## Task objective
Set every line of the data down again exactly, and keep the pictures out.

══ Given data

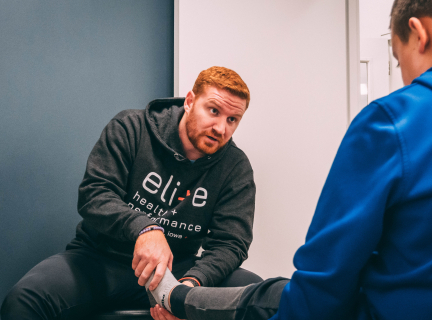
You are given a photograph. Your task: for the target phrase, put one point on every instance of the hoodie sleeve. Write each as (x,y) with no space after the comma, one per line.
(366,178)
(103,189)
(230,233)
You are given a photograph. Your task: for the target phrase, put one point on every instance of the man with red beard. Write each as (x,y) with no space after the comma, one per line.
(160,183)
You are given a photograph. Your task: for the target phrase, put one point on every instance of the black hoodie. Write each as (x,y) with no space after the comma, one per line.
(137,176)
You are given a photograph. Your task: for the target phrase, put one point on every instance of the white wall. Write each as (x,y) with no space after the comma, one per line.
(374,18)
(292,55)
(374,24)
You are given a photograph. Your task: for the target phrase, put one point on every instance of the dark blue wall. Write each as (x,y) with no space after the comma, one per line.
(66,68)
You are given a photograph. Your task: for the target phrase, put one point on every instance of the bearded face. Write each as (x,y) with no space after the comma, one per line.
(210,120)
(207,141)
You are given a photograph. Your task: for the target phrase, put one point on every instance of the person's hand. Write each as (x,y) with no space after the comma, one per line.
(159,313)
(188,283)
(151,252)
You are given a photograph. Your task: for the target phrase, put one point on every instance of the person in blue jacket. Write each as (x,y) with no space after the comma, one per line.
(368,251)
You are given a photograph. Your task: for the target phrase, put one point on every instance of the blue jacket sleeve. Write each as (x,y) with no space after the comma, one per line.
(365,180)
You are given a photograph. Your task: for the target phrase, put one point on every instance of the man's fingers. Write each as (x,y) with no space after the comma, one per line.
(140,268)
(135,262)
(166,315)
(170,262)
(145,275)
(154,313)
(159,273)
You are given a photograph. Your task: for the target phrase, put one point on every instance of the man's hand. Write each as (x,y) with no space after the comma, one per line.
(159,313)
(151,252)
(188,283)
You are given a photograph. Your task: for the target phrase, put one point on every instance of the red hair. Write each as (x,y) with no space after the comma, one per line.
(223,78)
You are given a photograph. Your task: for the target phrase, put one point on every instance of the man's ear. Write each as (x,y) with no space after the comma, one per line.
(189,101)
(418,30)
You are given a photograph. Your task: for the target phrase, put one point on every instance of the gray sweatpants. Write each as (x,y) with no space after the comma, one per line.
(253,302)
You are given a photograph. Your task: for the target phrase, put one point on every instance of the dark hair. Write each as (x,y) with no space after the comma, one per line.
(403,10)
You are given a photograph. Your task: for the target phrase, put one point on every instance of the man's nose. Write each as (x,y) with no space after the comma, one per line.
(219,127)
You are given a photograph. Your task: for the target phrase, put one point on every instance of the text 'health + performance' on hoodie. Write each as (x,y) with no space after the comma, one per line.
(137,176)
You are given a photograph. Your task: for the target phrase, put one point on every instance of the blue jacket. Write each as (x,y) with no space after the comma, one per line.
(368,251)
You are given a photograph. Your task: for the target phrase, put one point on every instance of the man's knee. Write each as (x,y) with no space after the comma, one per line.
(240,278)
(23,302)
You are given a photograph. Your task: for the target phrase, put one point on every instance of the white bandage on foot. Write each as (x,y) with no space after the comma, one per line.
(161,293)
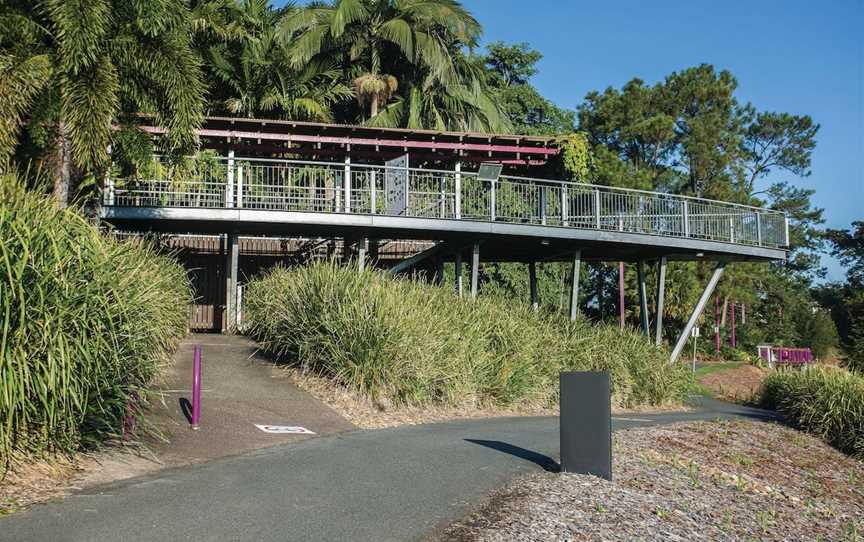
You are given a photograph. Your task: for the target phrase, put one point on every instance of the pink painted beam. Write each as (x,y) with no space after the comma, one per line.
(236,134)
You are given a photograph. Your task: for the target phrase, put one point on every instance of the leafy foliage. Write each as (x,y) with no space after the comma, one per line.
(401,341)
(828,402)
(86,323)
(75,66)
(846,301)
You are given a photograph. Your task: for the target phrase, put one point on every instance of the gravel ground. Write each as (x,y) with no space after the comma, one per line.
(692,481)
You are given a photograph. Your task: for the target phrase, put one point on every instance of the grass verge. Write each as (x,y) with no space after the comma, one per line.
(85,322)
(826,401)
(405,343)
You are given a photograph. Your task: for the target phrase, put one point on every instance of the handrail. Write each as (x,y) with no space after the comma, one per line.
(343,187)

════

## Solution for this problem
You are given a photograph. Your task: for the target phrase, put one point on every instance of the hoodie sleeve. Write each as (x,y) with no space after the comma, one per line.
(366,178)
(103,189)
(230,233)
You are given a photograph. Your task: for the target phrase, put one point on every instance of the man with red beard. Write each as (x,y) with no space after the comma, one per line.
(160,183)
You are given a photograph. Your task: for the target phrase, put one point on every instance of the black hoodie. Write each as (x,y) with no space after the comma, one per line.
(137,176)
You are given a photograph. Your task: for the target phrase, put one point on every instance of the white wall. Write each as (x,y) with no space after the comma, one per line.
(374,18)
(292,55)
(374,24)
You are given a photograph. Your task: for the target phrase, put one point on every instance of the dark blue wall. Write each as (x,y) with no space after the comma, one per line.
(66,68)
You are given a photograph. Your task: for the target phrase, put one point on every instance of the bearded face. Write each as (x,y) with no space after the comma, one per line.
(210,120)
(207,141)
You are given a photograph. Your task: for the target phrase, put one point on every instance of the person's hand. Write each as (x,y) with no space after the comma, one per line.
(159,313)
(188,283)
(151,252)
You are given a photograph. Your task: for the target phrase, put one point on every instance of the person in blue jacket. Write each as (x,y) with no space after the comma, one per line.
(368,251)
You are given a photograph. Your task: for the target phrase, put one point on every instance of the blue jacket sleeve. Write each as (x,y) with no space after the comma, one per line.
(365,180)
You are given a photograph. Your task: for the target phrase, put one point on every instance of the man's fingers. Write each as (x,y) with no space after the comma, one per line.
(140,268)
(135,262)
(166,315)
(170,262)
(145,275)
(154,313)
(159,273)
You are given a photograph. Your task: for the target phrase, put one point on every instance of the man's hand. Write each as (x,y) with no space after the comma, one per line.
(159,313)
(151,252)
(188,283)
You are given a photograph. Your task: for the target phrase, put one point on every instance of the red hair. Write each as (x,y) with no space after the comma, one per line.
(223,78)
You are given a photograph. Your task: for the target phrase, put one point on every instance of the man's ear. Write each as (x,y) with no space after the comma, one per line.
(189,101)
(418,30)
You are given a photograph. Your task: for the target phrase, put one point on every instance of the gray sweatpants. Write each as (x,y) with no space after the comma, one per line.
(253,302)
You are given a photograph. Your task: for the target phrase, put one point on every instance of the dark hair. Write each as (x,y) with no space after the comma, one per line.
(403,10)
You are given a photograph. Your task: for the target phrase, put one point on every instance of the man's nose. Write each as (x,y) with no space after the comma, one per line.
(219,127)
You are given a photograph. Your task: for the target phrase, put one point on every instance of the text 'health + performance' on hoodie. Write each as (x,y) with no space after the comma, one per line.
(137,176)
You are given a photograph. Your task: for the target phrase, put one point on every instance of the blue jacket. Write each as (x,y) with no space after the comma, one per line.
(368,251)
You are given a photograph. Your task: for the target phrase, put one point on every instance of the man's knee. Write each as (x,y) with no space after the comma, one per line.
(240,278)
(23,302)
You are given a photograph. Your task: for the target phrase, put one point on every instance of the white bandage on foot. Write each as (x,y) with no space after the comma, one per line.
(161,293)
You are given a photograph. Your task: for the target phrase, put one point on every instance of the pink painted beam. Write each as (x,y) with no space after the comma, one per line.
(236,134)
You are given a photograph. Your task: for the target phrase, put one point on every instance of the leafy foliage. Write each as (x,y) with no space after the comma, one per line.
(401,341)
(828,402)
(86,323)
(75,66)
(846,301)
You are given a photograph. Your task: for the target phrase, put one point on every instance of the gravel ground. Write each as (x,y) with no space after the comma, one per line.
(692,481)
You are given a photograph. Your task: for the target phrase, put one point on every instance of the grass verge. Write each as (x,y) with no space after the comma, one per line.
(85,322)
(826,401)
(405,343)
You are given a photograph. Your task: for the target phrase, put one point on every instance of the handrail. Write each as (x,y) with no space after the comma, one per line.
(343,187)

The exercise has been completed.